■ **Point-per-instance localization data**
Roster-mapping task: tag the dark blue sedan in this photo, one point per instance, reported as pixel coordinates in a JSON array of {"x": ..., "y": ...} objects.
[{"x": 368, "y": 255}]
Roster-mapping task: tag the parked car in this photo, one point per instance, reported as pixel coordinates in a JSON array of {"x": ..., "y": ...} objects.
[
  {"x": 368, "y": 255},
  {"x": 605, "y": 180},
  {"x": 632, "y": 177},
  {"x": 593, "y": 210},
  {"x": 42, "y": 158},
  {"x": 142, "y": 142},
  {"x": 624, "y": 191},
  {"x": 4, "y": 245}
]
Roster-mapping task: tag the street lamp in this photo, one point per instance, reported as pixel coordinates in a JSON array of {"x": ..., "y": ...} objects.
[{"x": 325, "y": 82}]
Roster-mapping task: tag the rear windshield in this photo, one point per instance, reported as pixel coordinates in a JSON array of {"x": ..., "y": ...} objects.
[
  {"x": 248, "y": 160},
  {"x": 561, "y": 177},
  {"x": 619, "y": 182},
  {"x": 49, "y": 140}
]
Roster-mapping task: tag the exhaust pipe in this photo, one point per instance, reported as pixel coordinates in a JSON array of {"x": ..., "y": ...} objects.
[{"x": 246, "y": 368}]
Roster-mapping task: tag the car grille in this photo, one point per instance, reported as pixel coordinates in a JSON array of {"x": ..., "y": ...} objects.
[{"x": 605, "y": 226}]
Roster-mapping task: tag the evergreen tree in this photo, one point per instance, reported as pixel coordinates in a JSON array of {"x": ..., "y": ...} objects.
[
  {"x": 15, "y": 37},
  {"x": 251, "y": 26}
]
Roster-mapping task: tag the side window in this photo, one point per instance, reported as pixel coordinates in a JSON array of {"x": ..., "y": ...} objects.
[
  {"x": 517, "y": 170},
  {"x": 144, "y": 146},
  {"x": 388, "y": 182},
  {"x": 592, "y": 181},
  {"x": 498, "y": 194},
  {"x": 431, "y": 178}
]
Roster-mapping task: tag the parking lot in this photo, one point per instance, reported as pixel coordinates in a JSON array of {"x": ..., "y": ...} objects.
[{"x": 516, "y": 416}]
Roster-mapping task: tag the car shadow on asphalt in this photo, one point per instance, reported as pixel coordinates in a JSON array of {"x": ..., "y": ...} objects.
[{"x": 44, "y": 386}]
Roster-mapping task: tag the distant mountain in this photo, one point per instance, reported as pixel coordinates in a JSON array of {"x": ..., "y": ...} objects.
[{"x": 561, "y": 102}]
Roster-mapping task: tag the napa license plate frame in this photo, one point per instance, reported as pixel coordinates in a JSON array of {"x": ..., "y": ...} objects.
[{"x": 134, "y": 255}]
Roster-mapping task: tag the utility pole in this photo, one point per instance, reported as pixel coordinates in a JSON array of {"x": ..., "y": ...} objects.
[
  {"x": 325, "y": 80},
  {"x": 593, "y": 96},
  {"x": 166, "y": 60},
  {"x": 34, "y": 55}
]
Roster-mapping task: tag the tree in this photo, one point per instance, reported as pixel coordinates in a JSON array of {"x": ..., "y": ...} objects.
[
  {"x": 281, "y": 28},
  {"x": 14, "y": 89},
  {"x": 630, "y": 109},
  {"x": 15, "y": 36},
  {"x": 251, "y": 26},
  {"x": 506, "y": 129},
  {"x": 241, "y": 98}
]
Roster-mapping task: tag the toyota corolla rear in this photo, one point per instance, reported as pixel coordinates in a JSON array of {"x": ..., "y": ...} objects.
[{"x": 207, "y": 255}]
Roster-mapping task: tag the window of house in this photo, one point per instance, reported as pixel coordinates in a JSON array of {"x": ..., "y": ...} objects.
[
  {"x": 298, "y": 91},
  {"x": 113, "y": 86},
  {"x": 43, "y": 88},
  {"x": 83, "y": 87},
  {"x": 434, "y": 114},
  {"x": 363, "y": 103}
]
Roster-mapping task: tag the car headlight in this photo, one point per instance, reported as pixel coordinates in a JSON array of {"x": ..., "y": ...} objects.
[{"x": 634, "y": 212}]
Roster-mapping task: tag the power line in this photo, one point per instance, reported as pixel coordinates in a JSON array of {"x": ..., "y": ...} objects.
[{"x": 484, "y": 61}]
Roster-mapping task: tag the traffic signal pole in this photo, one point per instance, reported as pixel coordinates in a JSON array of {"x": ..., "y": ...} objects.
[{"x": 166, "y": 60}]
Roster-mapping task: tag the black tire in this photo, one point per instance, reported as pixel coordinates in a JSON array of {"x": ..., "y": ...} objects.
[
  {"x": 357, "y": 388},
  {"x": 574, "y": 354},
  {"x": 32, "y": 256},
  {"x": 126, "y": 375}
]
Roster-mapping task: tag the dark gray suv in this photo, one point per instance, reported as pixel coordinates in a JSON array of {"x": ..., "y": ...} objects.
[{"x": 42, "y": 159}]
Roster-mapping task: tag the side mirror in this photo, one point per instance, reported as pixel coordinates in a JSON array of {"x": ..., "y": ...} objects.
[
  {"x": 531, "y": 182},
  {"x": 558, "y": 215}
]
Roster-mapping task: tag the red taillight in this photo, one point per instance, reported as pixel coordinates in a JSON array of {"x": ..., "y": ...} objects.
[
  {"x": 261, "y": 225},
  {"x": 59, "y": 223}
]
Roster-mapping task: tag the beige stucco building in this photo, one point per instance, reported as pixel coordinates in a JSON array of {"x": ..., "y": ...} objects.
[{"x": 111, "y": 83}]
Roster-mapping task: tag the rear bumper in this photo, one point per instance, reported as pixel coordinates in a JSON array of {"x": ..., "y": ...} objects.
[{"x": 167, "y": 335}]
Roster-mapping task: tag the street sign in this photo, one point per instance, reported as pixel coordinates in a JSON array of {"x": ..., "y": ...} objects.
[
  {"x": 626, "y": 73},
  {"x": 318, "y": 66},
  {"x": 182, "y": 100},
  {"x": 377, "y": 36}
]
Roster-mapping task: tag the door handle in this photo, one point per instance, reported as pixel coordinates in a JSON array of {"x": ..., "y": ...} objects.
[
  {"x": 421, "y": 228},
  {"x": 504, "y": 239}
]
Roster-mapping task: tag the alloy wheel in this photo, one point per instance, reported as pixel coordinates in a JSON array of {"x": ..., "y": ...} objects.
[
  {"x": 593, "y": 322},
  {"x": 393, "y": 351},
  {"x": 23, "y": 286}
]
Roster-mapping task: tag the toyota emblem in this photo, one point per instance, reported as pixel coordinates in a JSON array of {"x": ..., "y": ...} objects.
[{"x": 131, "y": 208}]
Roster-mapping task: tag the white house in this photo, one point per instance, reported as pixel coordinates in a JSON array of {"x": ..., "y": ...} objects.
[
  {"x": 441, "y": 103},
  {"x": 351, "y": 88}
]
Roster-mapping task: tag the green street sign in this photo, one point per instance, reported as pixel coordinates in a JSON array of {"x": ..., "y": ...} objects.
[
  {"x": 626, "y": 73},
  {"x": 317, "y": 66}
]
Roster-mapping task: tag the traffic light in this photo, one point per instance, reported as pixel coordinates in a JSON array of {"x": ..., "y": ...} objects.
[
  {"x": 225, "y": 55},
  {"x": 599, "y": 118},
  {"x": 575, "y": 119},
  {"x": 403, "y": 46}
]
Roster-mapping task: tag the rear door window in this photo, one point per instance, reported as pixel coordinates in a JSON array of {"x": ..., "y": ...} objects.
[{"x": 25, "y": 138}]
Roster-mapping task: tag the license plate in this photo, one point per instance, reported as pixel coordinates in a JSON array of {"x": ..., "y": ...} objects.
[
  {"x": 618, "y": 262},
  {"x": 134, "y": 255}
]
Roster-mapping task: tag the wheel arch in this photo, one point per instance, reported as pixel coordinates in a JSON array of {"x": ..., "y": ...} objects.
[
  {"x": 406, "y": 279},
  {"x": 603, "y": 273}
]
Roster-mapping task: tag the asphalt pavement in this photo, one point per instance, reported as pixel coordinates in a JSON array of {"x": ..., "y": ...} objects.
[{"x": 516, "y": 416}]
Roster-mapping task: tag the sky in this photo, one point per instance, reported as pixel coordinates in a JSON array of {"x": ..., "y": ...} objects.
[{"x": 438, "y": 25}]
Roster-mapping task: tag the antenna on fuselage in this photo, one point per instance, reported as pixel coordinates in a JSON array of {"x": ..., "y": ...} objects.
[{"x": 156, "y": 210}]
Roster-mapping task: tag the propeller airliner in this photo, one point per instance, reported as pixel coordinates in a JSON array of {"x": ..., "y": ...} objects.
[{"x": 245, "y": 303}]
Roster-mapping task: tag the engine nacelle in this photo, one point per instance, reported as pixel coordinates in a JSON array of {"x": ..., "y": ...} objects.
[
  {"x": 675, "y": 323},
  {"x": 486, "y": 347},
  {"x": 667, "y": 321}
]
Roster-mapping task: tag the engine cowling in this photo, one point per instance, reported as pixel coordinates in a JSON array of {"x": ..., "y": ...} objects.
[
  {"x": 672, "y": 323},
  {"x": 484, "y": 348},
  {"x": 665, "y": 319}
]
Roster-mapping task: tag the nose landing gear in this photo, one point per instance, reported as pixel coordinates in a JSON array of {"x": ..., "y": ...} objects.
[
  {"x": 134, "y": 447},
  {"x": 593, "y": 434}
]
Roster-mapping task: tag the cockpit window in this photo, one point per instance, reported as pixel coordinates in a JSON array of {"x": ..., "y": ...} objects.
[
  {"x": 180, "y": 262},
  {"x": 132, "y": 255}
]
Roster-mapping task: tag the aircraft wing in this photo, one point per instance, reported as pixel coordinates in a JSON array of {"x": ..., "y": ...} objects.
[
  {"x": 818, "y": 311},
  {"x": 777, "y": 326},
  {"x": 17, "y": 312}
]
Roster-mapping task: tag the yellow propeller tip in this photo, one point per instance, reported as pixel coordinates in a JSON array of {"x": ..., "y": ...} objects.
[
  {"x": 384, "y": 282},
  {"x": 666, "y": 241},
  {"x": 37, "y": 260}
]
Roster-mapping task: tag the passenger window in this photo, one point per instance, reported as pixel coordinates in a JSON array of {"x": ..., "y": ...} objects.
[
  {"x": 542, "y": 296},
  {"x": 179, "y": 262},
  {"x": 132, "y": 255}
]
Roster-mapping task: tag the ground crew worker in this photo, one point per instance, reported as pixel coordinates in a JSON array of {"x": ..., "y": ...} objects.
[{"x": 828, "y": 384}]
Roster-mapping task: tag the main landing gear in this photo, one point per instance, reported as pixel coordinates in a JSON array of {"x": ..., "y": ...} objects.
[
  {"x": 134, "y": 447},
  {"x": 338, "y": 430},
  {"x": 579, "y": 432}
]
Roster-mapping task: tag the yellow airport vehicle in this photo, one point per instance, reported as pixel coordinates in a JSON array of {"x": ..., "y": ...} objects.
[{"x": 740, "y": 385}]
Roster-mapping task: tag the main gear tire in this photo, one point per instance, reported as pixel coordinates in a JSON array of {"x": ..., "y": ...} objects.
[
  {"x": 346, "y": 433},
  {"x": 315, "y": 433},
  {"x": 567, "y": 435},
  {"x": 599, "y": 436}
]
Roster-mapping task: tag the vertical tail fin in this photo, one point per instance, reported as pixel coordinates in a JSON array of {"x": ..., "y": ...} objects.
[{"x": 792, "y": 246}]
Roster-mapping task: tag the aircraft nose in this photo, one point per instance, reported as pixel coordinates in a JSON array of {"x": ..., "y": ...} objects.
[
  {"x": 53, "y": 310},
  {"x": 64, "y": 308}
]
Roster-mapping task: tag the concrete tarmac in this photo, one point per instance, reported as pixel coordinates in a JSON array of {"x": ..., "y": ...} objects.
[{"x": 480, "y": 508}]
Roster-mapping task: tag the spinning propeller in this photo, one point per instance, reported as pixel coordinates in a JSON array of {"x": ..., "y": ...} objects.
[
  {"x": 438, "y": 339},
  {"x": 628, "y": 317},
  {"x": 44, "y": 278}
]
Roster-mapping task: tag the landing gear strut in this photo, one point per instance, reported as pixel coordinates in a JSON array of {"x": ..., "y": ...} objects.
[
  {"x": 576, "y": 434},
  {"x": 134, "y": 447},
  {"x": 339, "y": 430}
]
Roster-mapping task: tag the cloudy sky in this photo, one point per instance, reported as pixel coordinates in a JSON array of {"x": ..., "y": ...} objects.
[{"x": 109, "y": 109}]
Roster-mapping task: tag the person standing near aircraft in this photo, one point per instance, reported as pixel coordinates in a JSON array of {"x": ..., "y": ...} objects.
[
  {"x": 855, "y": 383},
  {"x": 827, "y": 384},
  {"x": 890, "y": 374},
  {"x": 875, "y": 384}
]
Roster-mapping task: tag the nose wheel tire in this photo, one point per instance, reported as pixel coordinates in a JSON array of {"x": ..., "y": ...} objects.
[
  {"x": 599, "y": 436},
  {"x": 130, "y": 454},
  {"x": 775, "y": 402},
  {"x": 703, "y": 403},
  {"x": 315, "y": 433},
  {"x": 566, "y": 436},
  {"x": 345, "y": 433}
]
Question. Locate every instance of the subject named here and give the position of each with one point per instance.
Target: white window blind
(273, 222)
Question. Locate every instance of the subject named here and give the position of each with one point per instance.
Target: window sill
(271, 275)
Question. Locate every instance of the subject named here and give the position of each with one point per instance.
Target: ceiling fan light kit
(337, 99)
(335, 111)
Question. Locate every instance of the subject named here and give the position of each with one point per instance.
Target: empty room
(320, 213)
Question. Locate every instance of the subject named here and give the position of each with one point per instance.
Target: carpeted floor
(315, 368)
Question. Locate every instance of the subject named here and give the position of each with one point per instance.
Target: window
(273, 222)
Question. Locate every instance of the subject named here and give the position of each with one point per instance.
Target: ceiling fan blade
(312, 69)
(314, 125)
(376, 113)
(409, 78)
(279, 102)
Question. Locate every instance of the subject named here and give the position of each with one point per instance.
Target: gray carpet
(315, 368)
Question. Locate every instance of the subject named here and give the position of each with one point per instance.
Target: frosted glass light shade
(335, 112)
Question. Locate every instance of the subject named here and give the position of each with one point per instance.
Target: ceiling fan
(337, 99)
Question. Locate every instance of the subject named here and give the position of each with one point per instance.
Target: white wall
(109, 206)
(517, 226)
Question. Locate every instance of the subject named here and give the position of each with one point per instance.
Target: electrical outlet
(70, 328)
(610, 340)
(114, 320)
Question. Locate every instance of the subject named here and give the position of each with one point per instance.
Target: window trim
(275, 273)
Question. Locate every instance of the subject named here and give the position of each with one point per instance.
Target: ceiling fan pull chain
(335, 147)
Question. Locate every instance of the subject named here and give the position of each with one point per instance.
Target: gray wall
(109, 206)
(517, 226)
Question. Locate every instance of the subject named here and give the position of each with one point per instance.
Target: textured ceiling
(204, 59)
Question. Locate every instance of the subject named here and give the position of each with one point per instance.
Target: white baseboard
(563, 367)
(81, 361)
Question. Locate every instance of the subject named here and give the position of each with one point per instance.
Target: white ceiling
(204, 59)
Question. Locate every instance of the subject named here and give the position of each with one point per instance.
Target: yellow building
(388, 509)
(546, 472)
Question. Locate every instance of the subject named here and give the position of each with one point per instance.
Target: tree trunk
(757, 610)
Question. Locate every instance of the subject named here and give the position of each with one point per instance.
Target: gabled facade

■ **WHAT IS EXPECTED**
In the answer, return exactly the lines from the line containing "Target: yellow building" to the end of the records above, and no others.

■ **SOLUTION TO THE PROBLEM**
Target: yellow building
(388, 509)
(546, 472)
Question. Locate every instance of the subject named here and give the position of each with one point per instance.
Target: tree trunk
(757, 610)
Question. Locate every instance of the subject named here and give the position of each with one point per instance.
Target: gabled facade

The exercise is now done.